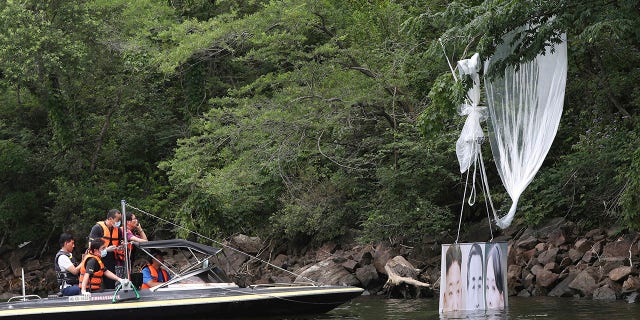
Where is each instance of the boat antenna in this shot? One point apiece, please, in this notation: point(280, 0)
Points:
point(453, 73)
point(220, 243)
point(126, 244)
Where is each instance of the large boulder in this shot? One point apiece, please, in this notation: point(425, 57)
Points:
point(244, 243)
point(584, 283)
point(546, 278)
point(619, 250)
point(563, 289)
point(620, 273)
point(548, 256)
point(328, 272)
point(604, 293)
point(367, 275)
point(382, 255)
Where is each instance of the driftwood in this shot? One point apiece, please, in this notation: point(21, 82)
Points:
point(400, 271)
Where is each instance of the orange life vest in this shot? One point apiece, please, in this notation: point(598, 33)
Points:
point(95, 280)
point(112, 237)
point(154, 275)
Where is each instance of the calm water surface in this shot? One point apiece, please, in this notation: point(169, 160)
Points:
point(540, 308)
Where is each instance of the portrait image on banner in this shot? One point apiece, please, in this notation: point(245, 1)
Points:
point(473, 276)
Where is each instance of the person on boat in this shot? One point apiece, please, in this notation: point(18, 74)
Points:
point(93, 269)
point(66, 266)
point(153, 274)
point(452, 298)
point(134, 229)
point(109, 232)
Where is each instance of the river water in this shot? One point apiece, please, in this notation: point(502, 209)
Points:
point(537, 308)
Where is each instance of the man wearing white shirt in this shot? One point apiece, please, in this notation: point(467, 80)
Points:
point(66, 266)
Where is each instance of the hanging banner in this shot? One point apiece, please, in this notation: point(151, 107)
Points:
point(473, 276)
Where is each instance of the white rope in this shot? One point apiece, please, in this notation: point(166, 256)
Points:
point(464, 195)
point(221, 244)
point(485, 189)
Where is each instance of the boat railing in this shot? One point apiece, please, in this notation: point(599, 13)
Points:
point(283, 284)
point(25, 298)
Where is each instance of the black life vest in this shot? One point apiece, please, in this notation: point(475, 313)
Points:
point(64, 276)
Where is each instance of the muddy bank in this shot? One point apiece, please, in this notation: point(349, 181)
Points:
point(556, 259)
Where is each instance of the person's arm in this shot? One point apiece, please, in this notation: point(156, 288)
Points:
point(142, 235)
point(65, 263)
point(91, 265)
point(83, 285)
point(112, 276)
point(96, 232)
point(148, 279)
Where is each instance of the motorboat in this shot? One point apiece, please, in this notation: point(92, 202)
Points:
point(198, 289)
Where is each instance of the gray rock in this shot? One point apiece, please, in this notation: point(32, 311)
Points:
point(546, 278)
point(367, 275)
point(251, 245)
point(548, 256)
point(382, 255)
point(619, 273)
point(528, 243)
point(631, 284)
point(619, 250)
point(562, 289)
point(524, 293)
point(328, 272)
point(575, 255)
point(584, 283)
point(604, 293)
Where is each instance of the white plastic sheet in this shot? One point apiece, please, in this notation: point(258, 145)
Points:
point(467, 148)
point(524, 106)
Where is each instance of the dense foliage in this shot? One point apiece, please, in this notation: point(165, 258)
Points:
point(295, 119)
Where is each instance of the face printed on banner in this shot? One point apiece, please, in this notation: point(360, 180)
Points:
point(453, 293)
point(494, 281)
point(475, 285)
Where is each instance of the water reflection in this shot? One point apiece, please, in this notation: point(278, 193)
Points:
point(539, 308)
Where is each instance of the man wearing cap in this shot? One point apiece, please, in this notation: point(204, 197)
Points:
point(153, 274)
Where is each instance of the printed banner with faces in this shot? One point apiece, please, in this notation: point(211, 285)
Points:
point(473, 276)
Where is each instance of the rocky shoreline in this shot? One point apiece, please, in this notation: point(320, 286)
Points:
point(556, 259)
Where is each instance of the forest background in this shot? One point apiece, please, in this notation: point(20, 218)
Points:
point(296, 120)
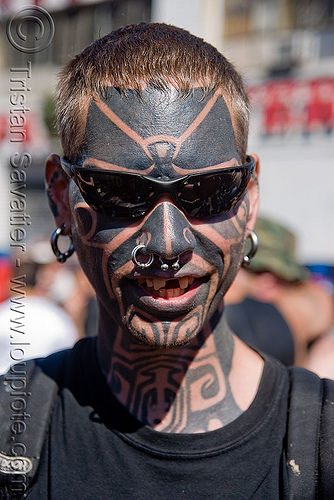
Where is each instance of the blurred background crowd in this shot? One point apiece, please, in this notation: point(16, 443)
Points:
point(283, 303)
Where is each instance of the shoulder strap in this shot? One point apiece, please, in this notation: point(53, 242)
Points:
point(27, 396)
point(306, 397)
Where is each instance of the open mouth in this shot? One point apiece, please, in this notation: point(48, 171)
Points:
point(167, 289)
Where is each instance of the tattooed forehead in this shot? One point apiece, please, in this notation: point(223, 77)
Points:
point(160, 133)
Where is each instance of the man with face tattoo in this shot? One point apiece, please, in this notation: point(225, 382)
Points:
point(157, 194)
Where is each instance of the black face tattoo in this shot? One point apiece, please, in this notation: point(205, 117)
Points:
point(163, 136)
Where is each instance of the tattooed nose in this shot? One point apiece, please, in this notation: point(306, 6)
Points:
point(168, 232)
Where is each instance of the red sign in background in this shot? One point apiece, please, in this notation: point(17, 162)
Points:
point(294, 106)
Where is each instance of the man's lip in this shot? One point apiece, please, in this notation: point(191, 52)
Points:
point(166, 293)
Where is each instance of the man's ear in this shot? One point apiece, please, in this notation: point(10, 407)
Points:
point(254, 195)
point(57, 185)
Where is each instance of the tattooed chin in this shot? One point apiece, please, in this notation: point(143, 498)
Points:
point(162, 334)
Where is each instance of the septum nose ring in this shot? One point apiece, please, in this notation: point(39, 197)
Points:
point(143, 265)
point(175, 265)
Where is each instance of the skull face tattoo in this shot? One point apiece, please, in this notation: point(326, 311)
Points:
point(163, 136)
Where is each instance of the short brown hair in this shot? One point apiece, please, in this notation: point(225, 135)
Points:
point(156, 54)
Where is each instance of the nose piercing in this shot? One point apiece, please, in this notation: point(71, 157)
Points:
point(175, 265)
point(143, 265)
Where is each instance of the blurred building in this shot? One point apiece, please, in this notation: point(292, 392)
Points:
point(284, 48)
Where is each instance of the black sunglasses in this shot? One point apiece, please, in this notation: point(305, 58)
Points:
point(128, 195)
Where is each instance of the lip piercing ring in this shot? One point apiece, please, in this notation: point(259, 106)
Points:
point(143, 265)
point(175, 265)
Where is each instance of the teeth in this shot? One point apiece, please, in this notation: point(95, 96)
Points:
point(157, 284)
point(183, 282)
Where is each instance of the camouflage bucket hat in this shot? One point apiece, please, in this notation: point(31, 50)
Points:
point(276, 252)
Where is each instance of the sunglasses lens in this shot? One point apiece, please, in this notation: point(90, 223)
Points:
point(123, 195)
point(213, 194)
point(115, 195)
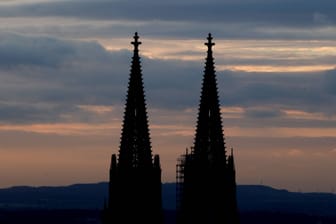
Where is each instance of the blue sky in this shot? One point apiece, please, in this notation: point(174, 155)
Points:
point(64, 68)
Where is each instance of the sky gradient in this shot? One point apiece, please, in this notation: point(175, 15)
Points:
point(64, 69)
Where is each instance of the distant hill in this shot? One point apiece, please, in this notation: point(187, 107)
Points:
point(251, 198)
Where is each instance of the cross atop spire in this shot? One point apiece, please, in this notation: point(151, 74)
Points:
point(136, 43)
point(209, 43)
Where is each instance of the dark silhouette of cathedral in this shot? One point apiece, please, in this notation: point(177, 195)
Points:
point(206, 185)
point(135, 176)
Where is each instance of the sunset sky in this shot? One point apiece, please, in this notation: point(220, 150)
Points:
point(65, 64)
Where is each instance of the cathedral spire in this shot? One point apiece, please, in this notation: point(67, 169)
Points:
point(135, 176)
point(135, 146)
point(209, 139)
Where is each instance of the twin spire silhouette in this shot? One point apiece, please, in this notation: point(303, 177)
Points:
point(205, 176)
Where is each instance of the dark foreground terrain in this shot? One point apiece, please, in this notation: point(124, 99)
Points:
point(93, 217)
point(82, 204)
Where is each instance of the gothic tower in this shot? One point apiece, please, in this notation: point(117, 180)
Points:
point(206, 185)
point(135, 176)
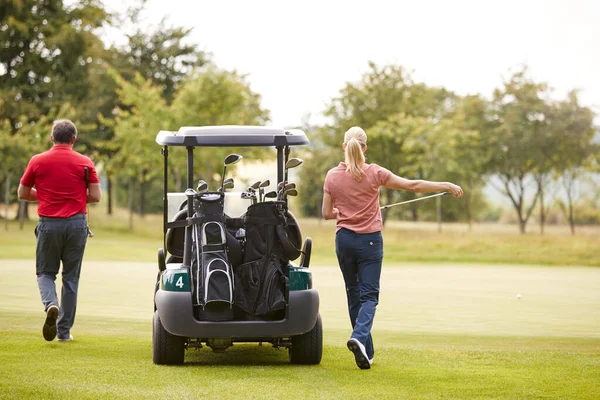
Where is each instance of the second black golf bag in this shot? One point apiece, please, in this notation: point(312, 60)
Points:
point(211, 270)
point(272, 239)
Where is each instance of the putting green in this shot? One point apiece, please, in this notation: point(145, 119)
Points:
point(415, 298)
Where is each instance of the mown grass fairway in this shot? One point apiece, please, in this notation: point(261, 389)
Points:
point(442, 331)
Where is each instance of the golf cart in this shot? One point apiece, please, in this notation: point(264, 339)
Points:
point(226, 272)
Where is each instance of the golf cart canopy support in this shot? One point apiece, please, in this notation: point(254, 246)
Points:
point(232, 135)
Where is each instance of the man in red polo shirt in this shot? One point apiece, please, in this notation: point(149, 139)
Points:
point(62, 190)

* * *

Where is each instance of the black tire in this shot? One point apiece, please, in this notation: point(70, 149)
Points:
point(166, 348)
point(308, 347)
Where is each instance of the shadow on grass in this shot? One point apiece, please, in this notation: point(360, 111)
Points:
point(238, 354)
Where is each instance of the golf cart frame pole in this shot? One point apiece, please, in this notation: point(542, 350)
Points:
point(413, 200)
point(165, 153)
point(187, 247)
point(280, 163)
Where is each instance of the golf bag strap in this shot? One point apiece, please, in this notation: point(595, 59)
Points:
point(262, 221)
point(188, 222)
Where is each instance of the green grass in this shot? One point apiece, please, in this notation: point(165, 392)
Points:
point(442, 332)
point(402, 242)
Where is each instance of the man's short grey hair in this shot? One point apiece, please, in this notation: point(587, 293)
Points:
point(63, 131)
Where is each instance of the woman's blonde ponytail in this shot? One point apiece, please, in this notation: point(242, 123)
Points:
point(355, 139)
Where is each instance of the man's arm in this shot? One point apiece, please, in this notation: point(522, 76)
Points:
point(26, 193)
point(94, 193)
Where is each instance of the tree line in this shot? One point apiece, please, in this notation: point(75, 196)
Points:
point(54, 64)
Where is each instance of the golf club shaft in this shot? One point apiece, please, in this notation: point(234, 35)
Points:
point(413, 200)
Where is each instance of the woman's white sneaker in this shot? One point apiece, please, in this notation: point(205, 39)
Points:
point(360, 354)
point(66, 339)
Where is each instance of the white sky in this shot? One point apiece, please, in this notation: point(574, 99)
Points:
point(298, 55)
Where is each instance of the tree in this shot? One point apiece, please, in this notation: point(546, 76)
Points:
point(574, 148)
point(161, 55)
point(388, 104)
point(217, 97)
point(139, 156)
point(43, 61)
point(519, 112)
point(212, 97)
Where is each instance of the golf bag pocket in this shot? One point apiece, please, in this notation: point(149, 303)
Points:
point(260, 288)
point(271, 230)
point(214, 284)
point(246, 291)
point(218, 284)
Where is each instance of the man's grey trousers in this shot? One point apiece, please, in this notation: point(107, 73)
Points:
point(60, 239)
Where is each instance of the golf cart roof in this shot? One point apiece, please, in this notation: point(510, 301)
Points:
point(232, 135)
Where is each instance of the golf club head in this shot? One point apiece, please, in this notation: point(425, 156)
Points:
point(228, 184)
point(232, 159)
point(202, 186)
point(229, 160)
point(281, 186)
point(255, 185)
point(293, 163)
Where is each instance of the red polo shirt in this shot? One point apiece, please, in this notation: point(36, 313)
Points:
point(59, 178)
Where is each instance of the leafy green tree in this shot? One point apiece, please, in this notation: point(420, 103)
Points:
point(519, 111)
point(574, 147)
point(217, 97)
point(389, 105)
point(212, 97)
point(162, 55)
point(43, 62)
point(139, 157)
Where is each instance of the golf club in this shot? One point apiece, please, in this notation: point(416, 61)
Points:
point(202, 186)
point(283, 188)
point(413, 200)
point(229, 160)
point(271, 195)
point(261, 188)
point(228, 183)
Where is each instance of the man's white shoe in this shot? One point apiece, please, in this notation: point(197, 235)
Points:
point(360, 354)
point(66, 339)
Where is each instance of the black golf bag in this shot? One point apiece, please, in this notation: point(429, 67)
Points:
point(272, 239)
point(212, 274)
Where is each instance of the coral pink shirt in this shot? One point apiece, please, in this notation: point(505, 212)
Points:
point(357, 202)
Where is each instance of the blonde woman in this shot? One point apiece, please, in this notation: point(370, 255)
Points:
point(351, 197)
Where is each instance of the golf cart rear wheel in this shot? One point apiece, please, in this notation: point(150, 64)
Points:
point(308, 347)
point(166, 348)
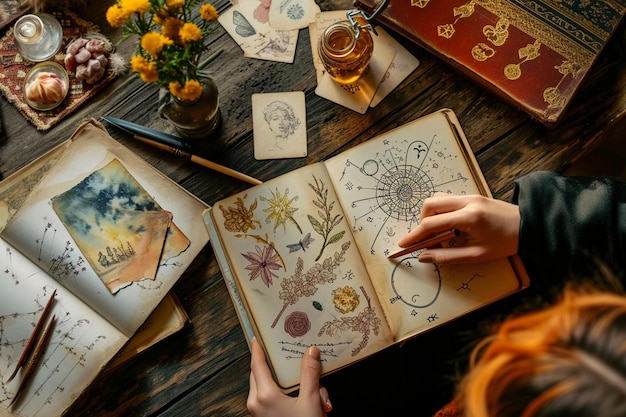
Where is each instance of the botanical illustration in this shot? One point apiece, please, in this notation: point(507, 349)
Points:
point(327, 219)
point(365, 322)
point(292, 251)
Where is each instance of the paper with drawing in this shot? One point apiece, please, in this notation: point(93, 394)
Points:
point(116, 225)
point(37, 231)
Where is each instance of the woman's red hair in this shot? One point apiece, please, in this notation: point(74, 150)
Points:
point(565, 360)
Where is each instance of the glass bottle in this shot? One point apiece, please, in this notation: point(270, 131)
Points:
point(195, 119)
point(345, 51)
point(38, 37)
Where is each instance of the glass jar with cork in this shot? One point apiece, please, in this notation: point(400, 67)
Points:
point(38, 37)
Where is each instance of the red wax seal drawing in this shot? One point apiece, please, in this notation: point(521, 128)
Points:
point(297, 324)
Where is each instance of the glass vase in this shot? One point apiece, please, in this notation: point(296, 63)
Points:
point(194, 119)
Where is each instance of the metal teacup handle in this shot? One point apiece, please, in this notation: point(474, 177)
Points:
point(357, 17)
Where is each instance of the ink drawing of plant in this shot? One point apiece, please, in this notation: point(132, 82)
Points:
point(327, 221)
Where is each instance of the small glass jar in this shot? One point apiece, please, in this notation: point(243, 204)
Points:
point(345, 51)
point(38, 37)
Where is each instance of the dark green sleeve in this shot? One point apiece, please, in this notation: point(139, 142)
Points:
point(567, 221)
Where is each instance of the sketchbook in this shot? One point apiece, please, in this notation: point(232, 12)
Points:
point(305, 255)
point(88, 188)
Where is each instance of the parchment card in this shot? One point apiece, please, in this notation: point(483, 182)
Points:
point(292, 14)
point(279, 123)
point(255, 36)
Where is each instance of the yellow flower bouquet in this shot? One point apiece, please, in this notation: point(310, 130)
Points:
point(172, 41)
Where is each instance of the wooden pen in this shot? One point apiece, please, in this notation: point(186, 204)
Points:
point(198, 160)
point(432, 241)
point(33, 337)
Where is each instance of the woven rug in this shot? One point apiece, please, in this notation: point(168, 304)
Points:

---

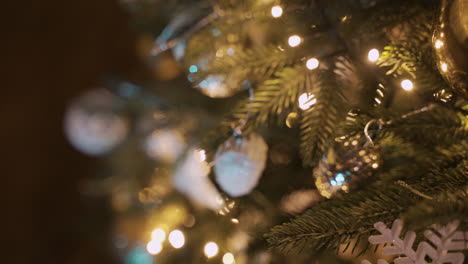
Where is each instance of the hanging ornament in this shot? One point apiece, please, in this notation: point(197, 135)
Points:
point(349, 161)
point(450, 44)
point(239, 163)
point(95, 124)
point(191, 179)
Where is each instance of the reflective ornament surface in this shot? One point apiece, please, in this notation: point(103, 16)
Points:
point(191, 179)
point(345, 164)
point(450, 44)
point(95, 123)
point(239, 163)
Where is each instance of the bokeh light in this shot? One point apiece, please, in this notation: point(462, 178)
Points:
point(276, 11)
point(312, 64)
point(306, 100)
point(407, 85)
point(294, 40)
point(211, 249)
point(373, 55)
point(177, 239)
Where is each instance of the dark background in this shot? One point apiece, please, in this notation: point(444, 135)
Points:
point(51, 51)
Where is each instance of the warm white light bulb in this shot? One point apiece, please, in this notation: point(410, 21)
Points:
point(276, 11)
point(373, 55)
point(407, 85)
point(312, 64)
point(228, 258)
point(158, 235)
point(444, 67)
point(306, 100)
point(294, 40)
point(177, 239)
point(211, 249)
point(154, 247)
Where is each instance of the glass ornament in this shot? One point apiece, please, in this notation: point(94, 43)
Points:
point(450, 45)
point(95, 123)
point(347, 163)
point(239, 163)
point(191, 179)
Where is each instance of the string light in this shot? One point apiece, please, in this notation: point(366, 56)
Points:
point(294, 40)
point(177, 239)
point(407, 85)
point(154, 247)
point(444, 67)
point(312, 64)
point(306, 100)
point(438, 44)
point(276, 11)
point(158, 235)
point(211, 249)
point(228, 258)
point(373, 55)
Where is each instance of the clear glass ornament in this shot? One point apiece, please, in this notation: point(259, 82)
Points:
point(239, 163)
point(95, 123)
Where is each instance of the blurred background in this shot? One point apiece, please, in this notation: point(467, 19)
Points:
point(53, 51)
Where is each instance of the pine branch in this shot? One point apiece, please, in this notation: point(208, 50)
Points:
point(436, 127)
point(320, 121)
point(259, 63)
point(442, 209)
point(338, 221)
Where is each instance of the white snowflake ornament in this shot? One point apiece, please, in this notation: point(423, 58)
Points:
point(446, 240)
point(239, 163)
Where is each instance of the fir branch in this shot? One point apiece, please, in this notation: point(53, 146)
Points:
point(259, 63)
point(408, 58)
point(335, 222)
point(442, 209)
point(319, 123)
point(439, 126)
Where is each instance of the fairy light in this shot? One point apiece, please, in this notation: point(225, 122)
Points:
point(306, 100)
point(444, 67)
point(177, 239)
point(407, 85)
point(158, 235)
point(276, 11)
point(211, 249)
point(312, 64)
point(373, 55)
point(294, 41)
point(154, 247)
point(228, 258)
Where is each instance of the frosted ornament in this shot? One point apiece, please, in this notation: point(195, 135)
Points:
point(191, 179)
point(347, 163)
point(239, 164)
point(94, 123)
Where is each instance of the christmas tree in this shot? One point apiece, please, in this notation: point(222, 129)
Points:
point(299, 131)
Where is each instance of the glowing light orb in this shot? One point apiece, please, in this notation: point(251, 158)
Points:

- Given exercise -
Rewrite only the lines of the material starting at the line containing "Where is each instance of the clear" and ending at the line containing "point(439, 126)", both included, with the requests kept in place. Scale every point coordinate in the answers by 0.3 and round to whole numbers, halves up, leaving the sample points in the requests unchanged.

- Problem solution -
Where is each instance of the clear glass ornament in this shot? One point apiece, please, in this notation: point(259, 82)
Points:
point(72, 49)
point(29, 37)
Where is each instance of the blurred background in this shot? One point apiece, please, in this notation: point(467, 19)
Points:
point(16, 15)
Where is each instance of the pine branch in this shot? One point apiece, please, in this notation: point(208, 50)
Points:
point(131, 38)
point(96, 36)
point(78, 19)
point(133, 63)
point(101, 66)
Where is each instance of the white snowflake ornament in this shot? One point apiece, please, in this notation: point(423, 58)
Points:
point(134, 72)
point(72, 49)
Where is each instance of the fir branch in this shot? One point apiece, please, in this notation: point(53, 146)
Points:
point(78, 19)
point(122, 17)
point(101, 67)
point(133, 63)
point(96, 37)
point(132, 38)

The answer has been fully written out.